**PROVIDED RECORDS:**

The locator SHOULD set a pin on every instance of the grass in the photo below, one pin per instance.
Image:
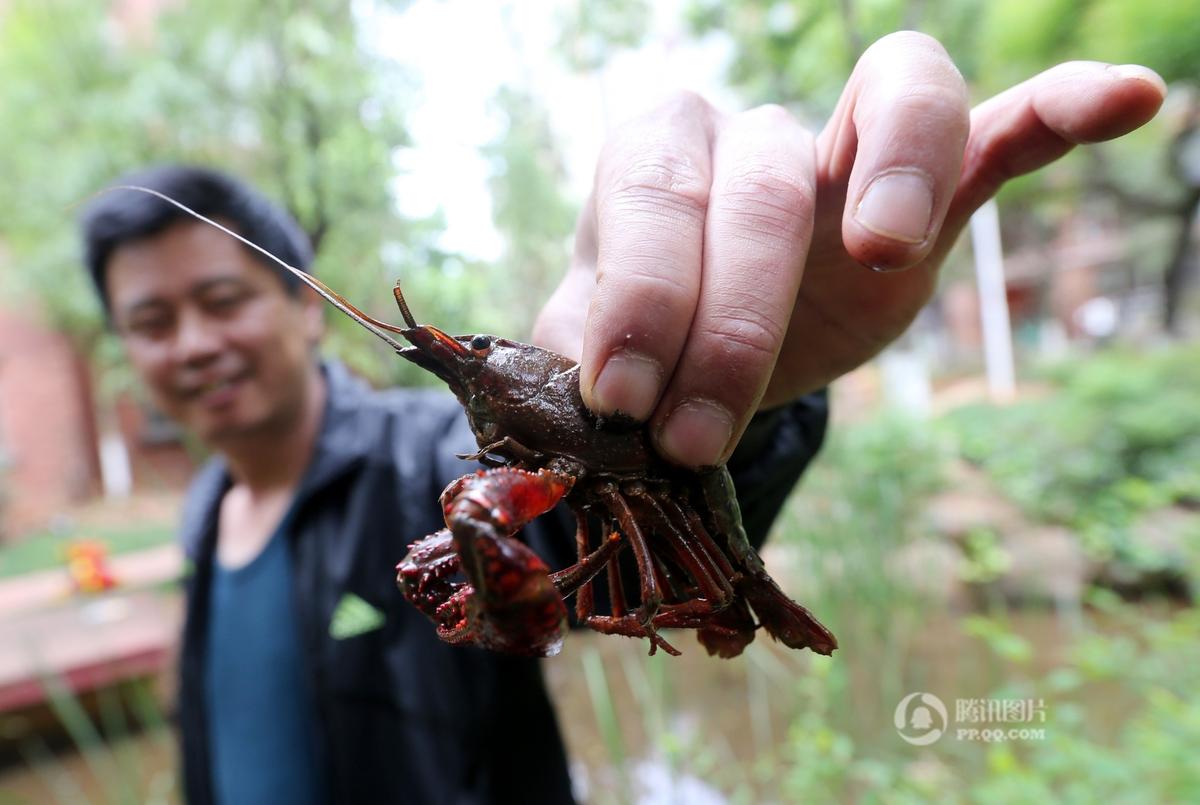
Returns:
(1117, 678)
(47, 550)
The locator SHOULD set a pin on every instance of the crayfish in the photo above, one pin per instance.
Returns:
(695, 566)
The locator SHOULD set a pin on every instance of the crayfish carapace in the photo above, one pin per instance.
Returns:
(695, 566)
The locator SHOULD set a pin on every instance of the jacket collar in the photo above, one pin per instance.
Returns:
(341, 446)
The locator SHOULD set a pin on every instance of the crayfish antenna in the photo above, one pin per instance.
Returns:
(379, 329)
(403, 306)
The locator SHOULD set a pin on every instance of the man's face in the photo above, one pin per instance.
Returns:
(223, 347)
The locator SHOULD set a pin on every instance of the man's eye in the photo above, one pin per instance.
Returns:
(225, 304)
(155, 328)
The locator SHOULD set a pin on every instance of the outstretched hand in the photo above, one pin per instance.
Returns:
(730, 263)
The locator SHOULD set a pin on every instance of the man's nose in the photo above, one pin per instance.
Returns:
(197, 340)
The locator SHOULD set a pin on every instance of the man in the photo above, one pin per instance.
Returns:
(685, 305)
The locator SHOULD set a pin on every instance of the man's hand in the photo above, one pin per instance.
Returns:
(684, 300)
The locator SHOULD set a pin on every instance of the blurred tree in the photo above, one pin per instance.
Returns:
(589, 32)
(282, 92)
(798, 52)
(528, 204)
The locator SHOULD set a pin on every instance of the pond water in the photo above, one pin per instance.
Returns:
(690, 728)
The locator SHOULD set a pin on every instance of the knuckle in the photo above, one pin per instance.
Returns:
(664, 181)
(769, 202)
(658, 293)
(744, 335)
(684, 103)
(772, 113)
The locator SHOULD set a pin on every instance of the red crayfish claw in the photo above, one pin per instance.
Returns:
(508, 601)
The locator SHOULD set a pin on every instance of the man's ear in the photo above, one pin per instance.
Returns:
(313, 310)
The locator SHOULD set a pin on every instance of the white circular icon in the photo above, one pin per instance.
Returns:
(921, 719)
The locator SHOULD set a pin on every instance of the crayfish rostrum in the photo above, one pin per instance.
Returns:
(695, 565)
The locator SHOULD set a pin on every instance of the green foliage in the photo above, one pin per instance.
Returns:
(1120, 437)
(528, 209)
(591, 31)
(283, 94)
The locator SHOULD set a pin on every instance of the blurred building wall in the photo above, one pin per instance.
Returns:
(48, 456)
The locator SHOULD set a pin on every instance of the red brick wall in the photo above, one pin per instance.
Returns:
(47, 432)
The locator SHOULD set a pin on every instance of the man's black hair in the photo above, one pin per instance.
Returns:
(123, 216)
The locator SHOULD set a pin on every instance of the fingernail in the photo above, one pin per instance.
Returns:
(898, 205)
(696, 433)
(1140, 73)
(628, 384)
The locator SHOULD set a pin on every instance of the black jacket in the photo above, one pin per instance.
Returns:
(406, 718)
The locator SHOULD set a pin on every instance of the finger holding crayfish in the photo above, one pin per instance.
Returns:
(695, 568)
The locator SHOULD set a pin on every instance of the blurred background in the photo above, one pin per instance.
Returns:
(1006, 518)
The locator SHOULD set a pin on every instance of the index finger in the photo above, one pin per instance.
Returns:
(651, 203)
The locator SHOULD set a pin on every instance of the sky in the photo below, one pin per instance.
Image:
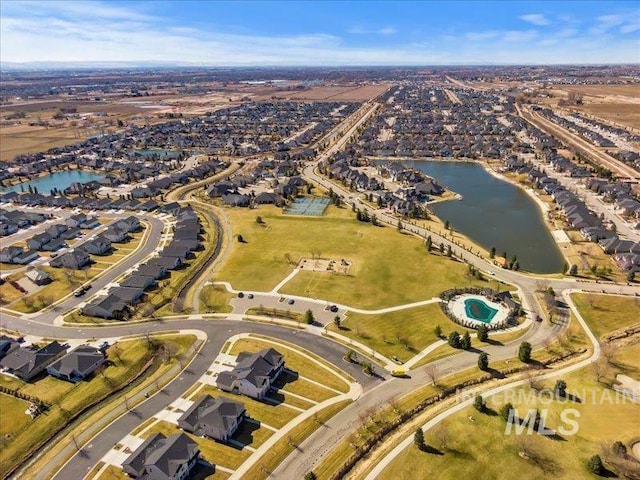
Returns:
(329, 33)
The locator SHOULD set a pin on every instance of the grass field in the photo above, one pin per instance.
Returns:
(12, 414)
(128, 359)
(276, 416)
(376, 279)
(295, 362)
(480, 449)
(270, 460)
(403, 333)
(606, 313)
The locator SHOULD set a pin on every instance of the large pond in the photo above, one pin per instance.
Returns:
(495, 213)
(59, 180)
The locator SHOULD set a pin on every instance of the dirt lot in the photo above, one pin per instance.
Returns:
(353, 93)
(632, 91)
(621, 113)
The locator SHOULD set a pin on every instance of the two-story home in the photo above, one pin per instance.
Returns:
(254, 373)
(216, 418)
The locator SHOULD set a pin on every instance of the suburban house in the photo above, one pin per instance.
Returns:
(7, 254)
(110, 307)
(75, 260)
(138, 281)
(98, 246)
(163, 458)
(38, 277)
(27, 362)
(116, 234)
(155, 271)
(78, 364)
(254, 373)
(25, 257)
(217, 418)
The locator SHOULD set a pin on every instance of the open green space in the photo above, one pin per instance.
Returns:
(388, 268)
(480, 449)
(12, 414)
(128, 360)
(606, 313)
(403, 333)
(212, 451)
(295, 362)
(215, 298)
(276, 454)
(276, 416)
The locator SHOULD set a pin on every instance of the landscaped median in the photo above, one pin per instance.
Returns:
(77, 411)
(306, 394)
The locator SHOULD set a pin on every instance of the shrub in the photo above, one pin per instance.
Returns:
(595, 464)
(524, 352)
(483, 361)
(454, 339)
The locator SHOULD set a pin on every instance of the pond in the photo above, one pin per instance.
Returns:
(59, 180)
(494, 213)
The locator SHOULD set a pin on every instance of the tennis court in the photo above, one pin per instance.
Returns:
(310, 206)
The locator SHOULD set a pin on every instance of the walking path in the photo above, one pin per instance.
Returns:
(464, 404)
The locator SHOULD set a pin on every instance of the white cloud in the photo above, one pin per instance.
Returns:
(535, 19)
(360, 30)
(480, 36)
(97, 31)
(519, 35)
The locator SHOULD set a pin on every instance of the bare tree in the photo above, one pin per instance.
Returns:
(609, 353)
(599, 369)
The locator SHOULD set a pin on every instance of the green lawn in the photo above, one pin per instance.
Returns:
(388, 268)
(212, 451)
(294, 361)
(480, 449)
(12, 415)
(606, 313)
(403, 333)
(303, 387)
(271, 459)
(276, 416)
(127, 360)
(215, 298)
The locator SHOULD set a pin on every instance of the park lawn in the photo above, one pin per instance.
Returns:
(9, 293)
(606, 313)
(60, 286)
(278, 452)
(12, 415)
(276, 416)
(295, 362)
(377, 278)
(403, 333)
(128, 359)
(446, 350)
(305, 388)
(212, 451)
(215, 298)
(480, 449)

**TASK PROMPT:** Keep every word of the records and none of the pictures when you print them again.

**WRITTEN REPLY:**
The locator SHOULD set a pin on every instance of the grass in the photo below, one pin per instance.
Image:
Returns:
(1117, 678)
(47, 550)
The locator SHOULD set a pin on every instance of the crayfish in the photo above, one pin per instance.
Returns:
(695, 566)
The locator SHOULD set a pin on every instance of the crayfish carapace in the photo above, one pin per instance.
Returns:
(695, 566)
The locator SHOULD set a pin on every instance of the jacket collar in the photo above, one pin per instance.
Returns:
(341, 446)
The locator SHOULD set a pin on every instance of the crayfish antenna in the photo above, one pin per instance.
Returns:
(379, 329)
(403, 306)
The locator SHOULD set a pin on every instance of the man's face in the photo above, one pin per instance.
Returns:
(223, 347)
The locator SHOULD set a pin on every instance of the man's eye in the photo above, one pin per instance.
Returns:
(225, 304)
(155, 328)
The locator SHOULD set a pin on every instance of the outstretched hand in the photo above, one pin per instance.
Returns:
(730, 263)
The locator SHOULD set a pin on every instance of the man's nose in the photo above, one pin per instance.
Returns:
(197, 340)
The locator SHOULD set a pin on every instance of the man in the photo above, one pin per instance.
Returns:
(685, 305)
The locator SHOULD set a pin on every instance of the man's hand in the photo above, one pin per instance.
Returns:
(684, 300)
The locator SHOULD set a pin on every instance of the blurred tree in the photo above, one pin per instance.
Returns:
(589, 32)
(282, 92)
(798, 52)
(528, 204)
The locator SHOULD set a pin on every instance of the pond water in the photo above, one pin per instance.
Returns:
(690, 728)
The locator SHOULD set a pin on every instance of the knuckle in the photo above, one pin per instance.
Returns:
(664, 181)
(769, 202)
(658, 293)
(744, 335)
(684, 103)
(772, 113)
The locator SHOULD set a pin on every instance of the red crayfish claw in the photo above, one pin per instance.
Returns:
(508, 601)
The locator SHOULD set a pin on every instance of the man's ear in the photo above, one pin per instance.
Returns:
(313, 310)
The locator SHOULD set a pin on every instance of the white circular icon in the photo above, one pin per instance.
Returns:
(921, 719)
The locator SHOULD set a pin on every instance of the crayfish rostrum in the photo above, one pin per instance.
Returns:
(695, 565)
The locator SHOULD set a pin on every instance of the green foliage in the photo above, one pin per instance.
Returns:
(1120, 437)
(528, 209)
(591, 31)
(283, 94)
The locator SHOULD set a pin on every instance of the blurred building wall in the photo above, one pin per instance.
Returns:
(48, 456)
The locator SHOULD set a pin on every instance of the red brick wall in the photo above, one pin per instance.
Returns:
(47, 432)
The locator SHOULD set a pin on every instance of the man's black hair in the photo above, one pin per instance.
Returns:
(123, 216)
The locator SHOULD set a pin on every instance of the fingernail in the photo above, one pin per instance.
Returns:
(898, 205)
(696, 433)
(1140, 73)
(628, 384)
The locator SHOULD set a pin on every instance of the black jacket in the photo above, one pin per instance.
Returns:
(406, 718)
The locator SHOULD set a pin on every instance of the finger holding crayfish in the photo above, one pin per instance.
Returns:
(695, 568)
The locator SHOULD set a pin on every instance of the blurred background in the photo above, one pin per instance.
Returns:
(1006, 518)
The locator SHOULD set a pin on every instance of the index finger in the photo above, one pin per instance.
Returns:
(651, 203)
The locator SHOULD set a pin on every instance of the sky in the photo below, one pin per instance.
Image:
Returns:
(329, 33)
The locator SHOULD set a pin on every instance of the grass field in the photo above, one pin per instance.
Returns:
(12, 414)
(128, 359)
(276, 416)
(376, 279)
(295, 362)
(480, 449)
(270, 460)
(403, 333)
(606, 313)
The locator SHOULD set a pin on every instance of the large pond in the photo above, one pin per instance.
Returns:
(495, 213)
(59, 180)
The locator SHOULD set a pin on every instance of the dirt lot in the photo above, one pin per instance.
Returns:
(353, 93)
(632, 91)
(621, 113)
The locator SHOULD set a pin on every instance of the two-story home in the photo above, one pin per instance.
Returns:
(254, 373)
(216, 418)
The locator SHOULD set a pin on every instance of the suburban house in the photo above, one pin per instance.
Returns:
(7, 254)
(110, 307)
(75, 260)
(138, 281)
(98, 246)
(163, 458)
(38, 277)
(27, 362)
(116, 234)
(155, 271)
(78, 364)
(254, 373)
(25, 257)
(217, 418)
The locator SHOULD set a pin on every instance of the open green space in the photo above, one pin per instance.
Returns:
(388, 268)
(480, 449)
(12, 414)
(128, 360)
(606, 313)
(403, 333)
(212, 451)
(295, 362)
(215, 298)
(276, 454)
(276, 416)
The locator SHOULD set a pin on every instance of the landscaped median in the photo above, one pin per instance.
Returns:
(77, 411)
(306, 394)
The locator SHOULD set a pin on every instance of the shrub in the photo above, one pin per instance.
Returns:
(595, 464)
(524, 352)
(483, 361)
(454, 339)
The locator SHOULD set a pin on every instance of the pond in the photo above, one pin per instance.
Returns:
(59, 180)
(494, 213)
The locator SHOULD set a pin on every instance of the tennis court in the photo above, one pin per instance.
Returns:
(310, 206)
The locator SHOULD set a pin on every instance of the walking path in the photo above, one pin per instance.
Returns:
(464, 404)
The locator SHOULD set a pin on every instance of the white cloud in the photo above, one pin per instance.
Returns:
(535, 19)
(360, 30)
(480, 36)
(97, 31)
(519, 35)
The locator SHOULD set a pin on every instance of the bare tree in the photo above, one pin per instance.
Returns:
(609, 353)
(599, 369)
The locator SHOULD set a pin on every instance of the green lawn in the photo above, one pin per instance.
Returns:
(388, 268)
(212, 451)
(294, 361)
(480, 449)
(12, 415)
(606, 313)
(403, 333)
(303, 387)
(271, 459)
(276, 416)
(127, 360)
(215, 298)
The locator SHOULD set a pin on every instance of the park lawn in the photo above, one pin per instance.
Returns:
(9, 293)
(606, 313)
(60, 286)
(278, 452)
(12, 415)
(276, 416)
(295, 362)
(377, 278)
(403, 333)
(128, 359)
(446, 350)
(305, 388)
(212, 451)
(215, 298)
(480, 449)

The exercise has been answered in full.